PROVIDED PASSAGE —
----
Thanks for raising this Arjan, it's been a low-priority item on my TODO list to
open a discussion on bus errors for a while now (I work on Ibex amongst other
things at lowRISC).

I think RISC-V should allow implementation to choose whether not they want
precise or imprecise bus errors, which I think is the case now. However as you
point out the specification is pretty silent on the matter. Some wording around
what the possibilities might be and ensuring the specification doesn't prevent
certain options from working without good reason seems prudent.

In particular we have the issue of the mcause exception code for bus errors that
you raise. I believe codes 1,5 and 7 are meant to be PMP faults only. Ibex is
non-confirming at the moment due to its use of the same code for both PMP and
bus errors. I think SweRV may do the same (look at the EH1 source here:
https://github.com/chipsalliance/Cores-SweRV/blob/7332edc0adaa7e9a0c842d169154429e8d987786/design/lsu/lsu_lsc_ctl.sv#L211
when generating its exception packet it combines access and bus errors together
and only alters type for misaligned or not).  The Andes/Gowin N25 also looks to
use the PMP mcause codes for precise bus errors (see page 87 of
https://www.gowinsemi.com/upload/database_doc/586/document_ja/5de4c10ca33c9.pdf)

I don't really mind if we introduce a new code here or broaden the definition of
'access fault' to include non PMP errors like bus errors. It could even be left
implementation defined though I'd prefer a specification defined bus error
mcause.

I did also have some concerns around how precise bus errors interact with
interrupts. In particular if you have an outstanding memory access (that may or
may not see a bus error) and receive an interrupt is it permissible to
effectively ignore the interrupt until the potential bus error is resolved?
Again I think the specification gives implementations room to do different
things here as it's up to the implementation how an interrupt becomes pending
(see some extensive discussion here:
https://github.com/riscv/riscv-isa-manual/issues/544) some extra wording
somewhere to make it clear this is a possibility could be useful.

Cheers,

Greg Chadwick

On Wed, Feb 3, 2021 at 11:35 AM Arjan Bink <Arjan.Bink@...> wrote:

Hi all,

 

We want to add support for ‘bus errors’ in our RISC-V design (e.g. signaled via AXI bresp/rresp signals). I studied a couple of different RISC-V architectures and I do not see a common approach for dealing with this.

 

Some examples:

 

  • SiFive uses a ‘bus error unit’ that converts bus errors into regular interrupts
  • Ibex implements precise bus errors and causes exceptions using RISC-V defined mcause exception codes (i.e. instruction access fault (exception code 1), load access fault (exception code 5), store/AMO access fault (exception code 7)
  • SweRV-EL2 maps imprecise bus errors onto custom NMIs (and they also have precise bus errors).

 

The RISC-V Privileged specification hardly mentions this topics, but has the following quotes that might be related:

 

“Non-maskable interrupts (NMIs) are only used for hardware error conditions”
----
According to the forum reply on RISC-V bus errors, why does the specification leave implementations room to handle an interrupt differently while a memory access that may see a bus error is still outstanding? Answer in one to three sentences. The records have no connection to the text.

ENTRIES PROVIDED —
----
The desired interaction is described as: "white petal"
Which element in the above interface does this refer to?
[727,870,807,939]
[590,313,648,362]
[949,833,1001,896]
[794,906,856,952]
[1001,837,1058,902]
----
RESPONSE — The specification leaves it up to the implementation how an interrupt becomes pending. So an implementation may effectively ignore an interrupt until the potential bus error is resolved.